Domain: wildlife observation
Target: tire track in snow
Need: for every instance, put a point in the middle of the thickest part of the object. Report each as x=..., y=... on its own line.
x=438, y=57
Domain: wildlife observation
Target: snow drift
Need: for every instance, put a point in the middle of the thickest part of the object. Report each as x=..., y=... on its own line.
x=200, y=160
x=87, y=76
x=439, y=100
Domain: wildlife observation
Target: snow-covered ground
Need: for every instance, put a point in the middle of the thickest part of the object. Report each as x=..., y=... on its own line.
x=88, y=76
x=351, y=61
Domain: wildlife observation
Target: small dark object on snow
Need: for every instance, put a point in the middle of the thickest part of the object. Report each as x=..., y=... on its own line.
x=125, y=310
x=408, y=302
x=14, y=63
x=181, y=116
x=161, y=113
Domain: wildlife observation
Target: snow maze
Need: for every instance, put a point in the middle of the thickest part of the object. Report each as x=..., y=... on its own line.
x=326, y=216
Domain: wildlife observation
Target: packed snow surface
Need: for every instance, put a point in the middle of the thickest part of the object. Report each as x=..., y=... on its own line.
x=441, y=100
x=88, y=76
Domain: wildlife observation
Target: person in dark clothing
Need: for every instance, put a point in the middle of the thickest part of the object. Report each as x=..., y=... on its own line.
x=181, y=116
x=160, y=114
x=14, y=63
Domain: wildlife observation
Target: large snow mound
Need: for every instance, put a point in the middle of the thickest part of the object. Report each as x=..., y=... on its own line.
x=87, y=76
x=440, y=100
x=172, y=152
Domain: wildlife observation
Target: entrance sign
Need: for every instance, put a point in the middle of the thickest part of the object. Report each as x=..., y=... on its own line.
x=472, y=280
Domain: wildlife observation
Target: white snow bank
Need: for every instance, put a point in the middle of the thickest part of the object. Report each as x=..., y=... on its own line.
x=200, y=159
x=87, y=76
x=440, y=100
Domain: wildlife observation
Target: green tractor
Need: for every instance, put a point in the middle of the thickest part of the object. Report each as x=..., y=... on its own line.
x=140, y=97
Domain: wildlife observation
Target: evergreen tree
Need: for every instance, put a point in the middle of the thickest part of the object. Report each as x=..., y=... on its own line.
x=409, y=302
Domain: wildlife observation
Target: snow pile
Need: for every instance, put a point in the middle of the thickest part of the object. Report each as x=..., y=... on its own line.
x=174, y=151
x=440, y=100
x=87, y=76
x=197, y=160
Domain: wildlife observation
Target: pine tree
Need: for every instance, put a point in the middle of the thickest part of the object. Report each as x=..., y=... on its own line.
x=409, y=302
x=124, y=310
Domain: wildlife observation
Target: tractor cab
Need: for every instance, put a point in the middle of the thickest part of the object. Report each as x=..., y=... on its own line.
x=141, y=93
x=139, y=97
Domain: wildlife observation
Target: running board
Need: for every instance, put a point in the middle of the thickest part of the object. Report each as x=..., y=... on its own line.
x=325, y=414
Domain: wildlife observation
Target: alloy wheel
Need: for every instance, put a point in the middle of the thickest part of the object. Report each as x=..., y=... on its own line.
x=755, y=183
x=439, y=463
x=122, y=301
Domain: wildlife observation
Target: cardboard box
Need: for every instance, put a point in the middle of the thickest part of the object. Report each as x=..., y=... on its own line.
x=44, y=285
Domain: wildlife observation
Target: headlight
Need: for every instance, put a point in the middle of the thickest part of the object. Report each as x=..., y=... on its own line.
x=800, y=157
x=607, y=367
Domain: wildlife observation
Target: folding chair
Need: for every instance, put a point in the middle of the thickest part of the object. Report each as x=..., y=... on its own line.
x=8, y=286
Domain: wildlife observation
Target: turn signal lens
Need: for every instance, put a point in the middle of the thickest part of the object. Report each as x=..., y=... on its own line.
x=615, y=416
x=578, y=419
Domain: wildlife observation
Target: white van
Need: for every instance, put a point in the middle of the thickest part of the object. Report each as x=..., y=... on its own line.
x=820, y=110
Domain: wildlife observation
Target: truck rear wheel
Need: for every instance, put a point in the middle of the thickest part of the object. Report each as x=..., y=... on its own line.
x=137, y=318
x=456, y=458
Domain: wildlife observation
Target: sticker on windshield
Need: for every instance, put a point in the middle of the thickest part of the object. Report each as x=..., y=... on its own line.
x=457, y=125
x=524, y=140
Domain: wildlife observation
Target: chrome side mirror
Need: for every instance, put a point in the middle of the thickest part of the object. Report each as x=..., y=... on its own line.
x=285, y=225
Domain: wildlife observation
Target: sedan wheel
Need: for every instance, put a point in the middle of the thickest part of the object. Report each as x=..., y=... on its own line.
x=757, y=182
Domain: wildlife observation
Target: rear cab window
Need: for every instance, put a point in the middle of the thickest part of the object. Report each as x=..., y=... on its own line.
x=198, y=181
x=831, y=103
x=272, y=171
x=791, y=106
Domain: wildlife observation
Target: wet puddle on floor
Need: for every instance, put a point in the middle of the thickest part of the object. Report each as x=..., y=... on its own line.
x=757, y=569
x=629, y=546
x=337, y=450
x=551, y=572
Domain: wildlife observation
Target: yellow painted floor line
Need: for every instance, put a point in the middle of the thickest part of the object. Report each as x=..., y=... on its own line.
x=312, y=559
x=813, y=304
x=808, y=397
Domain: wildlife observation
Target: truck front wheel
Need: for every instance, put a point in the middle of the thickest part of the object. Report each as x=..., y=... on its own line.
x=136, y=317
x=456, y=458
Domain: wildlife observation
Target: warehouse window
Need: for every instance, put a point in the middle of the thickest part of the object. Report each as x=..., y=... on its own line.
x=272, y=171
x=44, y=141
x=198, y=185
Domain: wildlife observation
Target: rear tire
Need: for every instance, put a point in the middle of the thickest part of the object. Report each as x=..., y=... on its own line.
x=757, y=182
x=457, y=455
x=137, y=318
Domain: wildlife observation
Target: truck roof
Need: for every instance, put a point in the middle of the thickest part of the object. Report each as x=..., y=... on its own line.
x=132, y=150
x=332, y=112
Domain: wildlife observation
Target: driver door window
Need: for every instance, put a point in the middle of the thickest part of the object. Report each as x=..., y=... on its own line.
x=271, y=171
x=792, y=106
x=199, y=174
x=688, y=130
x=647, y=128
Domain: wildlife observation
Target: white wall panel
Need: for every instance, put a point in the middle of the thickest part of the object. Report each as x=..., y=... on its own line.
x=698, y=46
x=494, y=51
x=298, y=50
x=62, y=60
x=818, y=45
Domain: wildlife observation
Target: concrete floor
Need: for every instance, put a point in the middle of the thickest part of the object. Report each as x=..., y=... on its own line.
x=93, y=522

== GOAL OF THE EXERCISE ==
Write the entries out once more, exactly as they were given.

== RESPONSE TO THIS EXERCISE ==
Domain: wildlife observation
Target: tire track in snow
Need: for every instance, put a point in the middle of the thickest part of the object. Report each as x=..., y=... on its own line.
x=438, y=57
Domain: wildlife observation
Target: snow drift
Need: for every instance, put a point in the middle of the thickest part of the object. Report each as x=..., y=... on its own line.
x=200, y=160
x=87, y=76
x=439, y=100
Domain: wildlife observation
Target: snow-covered ground
Need: for every instance, put a point in the middle of the thickest part of the object. Report each as x=..., y=... on its own line.
x=88, y=76
x=351, y=61
Domain: wildlife observation
Target: small dark object on snow
Need: for every instance, put a point in the middle of the thickest part of the object. Report each as x=..., y=... on its own line.
x=125, y=310
x=408, y=302
x=14, y=63
x=181, y=116
x=161, y=113
Domain: wildlife observation
Target: snow maze
Need: for every instance, put a point in the middle of the thickest part of the object. Report each as x=..., y=... on its own line.
x=326, y=216
Domain: wildlife observation
Target: packed snow surface
Need: for every instance, put a point in the middle of the thickest part of the object. Report each as x=..., y=... on its own line.
x=441, y=100
x=88, y=76
Domain: wildlife observation
Target: person in dark clothing
Need: for every instance, put a point in the middle of the thickest part of the object. Report each as x=..., y=... on its own line.
x=181, y=116
x=160, y=114
x=14, y=63
Domain: wildlife observation
Target: large snow mound
Need: for every instance, put a point in the middle of the thickest part of the object. Report each as x=..., y=... on its own line.
x=87, y=76
x=440, y=100
x=172, y=152
Domain: wildlife observation
Target: entrance sign
Need: for every instance, put a point in the middle of the thickest part of the object. Report each as x=..., y=... on its own line.
x=472, y=280
Domain: wildlife observation
Target: white snow bank
Need: for every instance, put a point in the middle of the thickest part of the object. Report each as x=..., y=... on its own line.
x=200, y=159
x=87, y=76
x=440, y=100
Domain: wildlife observation
Target: green tractor
Need: for every instance, put a point in the middle of the thickest part of the object. Report each as x=..., y=... on its own line.
x=140, y=97
Domain: wildlife observation
Target: evergreen tree
Need: for every instance, put a point in the middle of the thickest part of the object. Report each as x=..., y=... on its own line.
x=409, y=302
Domain: wildlife observation
Target: snow pile
Need: for every instance, put a point in the middle of the thickest part of the object. Report each as x=..., y=... on its own line.
x=174, y=151
x=440, y=100
x=87, y=76
x=197, y=160
Domain: wildlife observation
Target: pine tree
Need: for every instance, put a point in the middle of the thickest part of the object. Report each as x=..., y=... on its own line.
x=409, y=302
x=124, y=310
Domain: wildlife observation
Target: tractor cab
Need: for every instance, put a point in the middle of the thickest part of the object. Report each as x=..., y=... on its own line.
x=141, y=93
x=139, y=97
Domain: wildlife observation
Target: running board
Need: for every instance, put a point in the middle of the thickest part of the object. Report each as x=..., y=... on its own line.
x=325, y=414
Domain: wildlife observation
Target: alloy wheel
Need: for every instance, put a point in the middle of the thickest part of the object. Report each as x=..., y=... on its own line.
x=755, y=183
x=439, y=463
x=122, y=301
Domain: wildlife observation
Target: cardboard box
Need: for every instance, put a point in the middle of the thickest part of the object. Report each as x=..., y=... on its own line.
x=44, y=285
Domain: wildlife observation
Target: headlight
Need: for every instance, put a point in the middle of the thickest part of the object. Report each as x=..., y=... on its own line.
x=800, y=157
x=607, y=367
Domain: wildlife observation
Target: folding chair
Need: for every instance, put a point in the middle of the thickest part of the object. Report each as x=..., y=... on its own line.
x=8, y=286
Domain: wildlife observation
Target: turn signal lens
Need: for every instance, put a point in the middle of the thickest part of the object. Report each as x=..., y=... on its own line.
x=615, y=416
x=578, y=419
Domain: wildlife observation
Target: white van
Need: for every instance, put a point in the middle of the thickest part of the object. Report each as x=..., y=... on its own line.
x=820, y=110
Domain: wildlife observation
Target: truck rear wheel
Need: for every instance, put a point in the middle of the thickest part of the object. Report each as x=..., y=... on its own line.
x=137, y=318
x=456, y=458
Domain: wildlife observation
Target: sticker on windshield
Need: for every instance, put a point in the middle of the thickest part of the object. Report each as x=..., y=... on its own line.
x=457, y=125
x=524, y=140
Domain: wildlife observation
Target: chrome side mirror
Need: for every instance, put a point in the middle of the thickest part of the object. Report each as x=..., y=... on its own line.
x=285, y=225
Domain: wildlife observation
Target: sedan wheel
Need: for every instance, put a point in the middle of the thickest part of the object. Report each as x=..., y=... on its own line.
x=757, y=182
Domain: wildlife observation
Target: rear cab window
Need: for every instance, put a point in the middle of the thickest part of the object. Report each as x=..., y=... on its own line.
x=198, y=181
x=831, y=103
x=272, y=171
x=791, y=106
Domain: wildlife observation
Target: wet puddle on floor
Need: for every instance, put a point in the middle of the thickest part of the object. Report each as x=..., y=... on its own line.
x=757, y=569
x=629, y=546
x=337, y=450
x=551, y=572
Domain: wildlife observation
Target: yellow painted floor line
Need: for every instance, put a point in the middle of the thickest part of the object. Report each as x=..., y=... on its own line.
x=312, y=559
x=813, y=304
x=808, y=397
Domain: wildlife observation
Target: truck front wheel
Need: for every instance, put a point in the middle of the thickest part of the object. Report each as x=..., y=... on its own line.
x=136, y=317
x=456, y=458
Domain: wildlife observation
Target: warehouse window
Need: for every instance, put a point in the middle of the thickest part of the object. Report each as x=..., y=... on its own line.
x=272, y=171
x=44, y=141
x=198, y=185
Domain: wildlife observation
Target: rear tire
Need: for every instance, put a point in the middle of the thickest part of the object. Report each as x=..., y=... on its own line.
x=757, y=182
x=457, y=455
x=137, y=318
Domain: wildlife observation
Target: truck roof
Need: for every instance, put a point in the middle of the thickest part of the object. Report each as x=..., y=... on its own line.
x=132, y=150
x=332, y=112
Domain: wildlife observation
Target: driver door window
Need: for every instance, put a point in the middle of the thickest part of the object. Report each as x=..., y=... on its own line.
x=271, y=171
x=792, y=106
x=199, y=174
x=688, y=130
x=647, y=128
Domain: wildlife observation
Target: white wall panel
Need: for every instance, put a point in the middle of the thickest part of the object. Report each as x=..., y=... on its own line.
x=698, y=46
x=494, y=51
x=298, y=50
x=62, y=60
x=818, y=45
Domain: wildlife observation
Target: concrete floor
Need: for every instance, put a point in the middle of the thickest part of the object. Report each as x=..., y=... on its own line.
x=93, y=522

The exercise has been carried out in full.